----- Source document -----
19 October 2007

Filipino Doctors

Naku, what a busy month! I have been trying to get up to speed at my new job, and I finally caught a break today to get up to speed here at Filipina Moms. We’ve had a couple moms share touching stories about losing their parents which I hope mobilizes you to get yourself and your family screened for the “preventable” cancers. Because of their prevalence, we know that breast cancer and colon cancer have touched most people’s lives, my family included. Unfortunately, our community is known among health care providers for waiting until the late stages to come in for check ups. Let’s prove that stereotype to be wrong!
-----
**Exercise instructions**
A: For each statement about the cancer screening post, answer yes or no and quote the words from the post that settle it: (i) The writer recently started a new job. (ii) The writer's family has not been affected by breast or colon cancer. (iii) Health care providers know the community for coming in early for check ups.
B: Copy word for word the part of the cancer screening post starting with "Filipino Doctors" and going on through "to be wrong!".
----- Record excerpts -----
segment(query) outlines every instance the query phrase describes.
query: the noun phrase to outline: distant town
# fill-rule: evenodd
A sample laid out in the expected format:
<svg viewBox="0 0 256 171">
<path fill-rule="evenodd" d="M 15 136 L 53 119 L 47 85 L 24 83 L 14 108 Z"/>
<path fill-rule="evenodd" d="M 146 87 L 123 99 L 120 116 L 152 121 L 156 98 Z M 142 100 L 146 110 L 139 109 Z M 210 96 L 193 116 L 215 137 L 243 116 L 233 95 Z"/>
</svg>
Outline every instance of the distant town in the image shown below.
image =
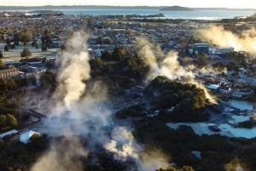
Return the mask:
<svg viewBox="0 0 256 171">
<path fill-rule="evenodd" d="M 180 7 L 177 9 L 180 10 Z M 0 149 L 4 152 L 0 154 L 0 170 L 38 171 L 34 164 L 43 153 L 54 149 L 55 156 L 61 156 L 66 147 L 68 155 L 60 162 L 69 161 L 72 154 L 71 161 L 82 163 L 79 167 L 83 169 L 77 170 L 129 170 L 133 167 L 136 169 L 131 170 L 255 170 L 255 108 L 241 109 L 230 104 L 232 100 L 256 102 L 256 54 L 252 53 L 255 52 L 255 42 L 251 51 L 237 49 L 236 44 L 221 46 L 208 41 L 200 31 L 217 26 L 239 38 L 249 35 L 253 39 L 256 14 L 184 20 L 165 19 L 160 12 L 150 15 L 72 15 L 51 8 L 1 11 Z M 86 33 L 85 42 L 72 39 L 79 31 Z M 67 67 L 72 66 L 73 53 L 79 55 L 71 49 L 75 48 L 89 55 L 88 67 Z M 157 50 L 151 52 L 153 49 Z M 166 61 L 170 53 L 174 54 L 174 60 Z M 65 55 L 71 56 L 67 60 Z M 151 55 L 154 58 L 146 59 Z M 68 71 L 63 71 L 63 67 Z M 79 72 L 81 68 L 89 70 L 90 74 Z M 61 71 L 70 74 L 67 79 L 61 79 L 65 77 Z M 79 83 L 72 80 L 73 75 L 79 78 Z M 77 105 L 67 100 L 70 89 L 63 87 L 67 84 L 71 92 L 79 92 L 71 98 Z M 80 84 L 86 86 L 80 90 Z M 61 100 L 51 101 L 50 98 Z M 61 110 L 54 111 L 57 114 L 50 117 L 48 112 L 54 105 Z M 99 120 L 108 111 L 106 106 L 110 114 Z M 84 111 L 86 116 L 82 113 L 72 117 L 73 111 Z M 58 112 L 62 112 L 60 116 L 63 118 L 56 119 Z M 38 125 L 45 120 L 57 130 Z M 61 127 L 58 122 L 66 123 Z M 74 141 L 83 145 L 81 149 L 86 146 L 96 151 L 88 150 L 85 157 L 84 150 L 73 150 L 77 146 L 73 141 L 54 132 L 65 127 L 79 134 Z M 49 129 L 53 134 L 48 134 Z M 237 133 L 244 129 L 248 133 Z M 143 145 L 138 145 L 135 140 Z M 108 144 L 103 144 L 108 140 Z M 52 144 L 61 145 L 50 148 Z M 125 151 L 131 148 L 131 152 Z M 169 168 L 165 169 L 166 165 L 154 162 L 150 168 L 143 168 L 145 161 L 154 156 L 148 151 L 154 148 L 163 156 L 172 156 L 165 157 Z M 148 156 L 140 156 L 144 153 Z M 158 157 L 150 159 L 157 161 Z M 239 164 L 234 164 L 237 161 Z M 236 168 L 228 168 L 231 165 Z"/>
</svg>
-----
**Answers**
A:
(i) Yes: "I have been trying to get up to speed at my new job"
(ii) No: "breast cancer and colon cancer have touched most people’s lives, my family included"
(iii) No: "our community is known among health care providers for waiting until the late stages to come in for check ups"

B:
Filipino Doctors

Naku, what a busy month! I have been trying to get up to speed at my new job, and I finally caught a break today to get up to speed here at Filipina Moms. We’ve had a couple moms share touching stories about losing their parents which I hope mobilizes you to get yourself and your family screened for the “preventable” cancers. Because of their prevalence, we know that breast cancer and colon cancer have touched most people’s lives, my family included. Unfortunately, our community is known among health care providers for waiting until the late stages to come in for check ups. Let’s prove that stereotype to be wrong!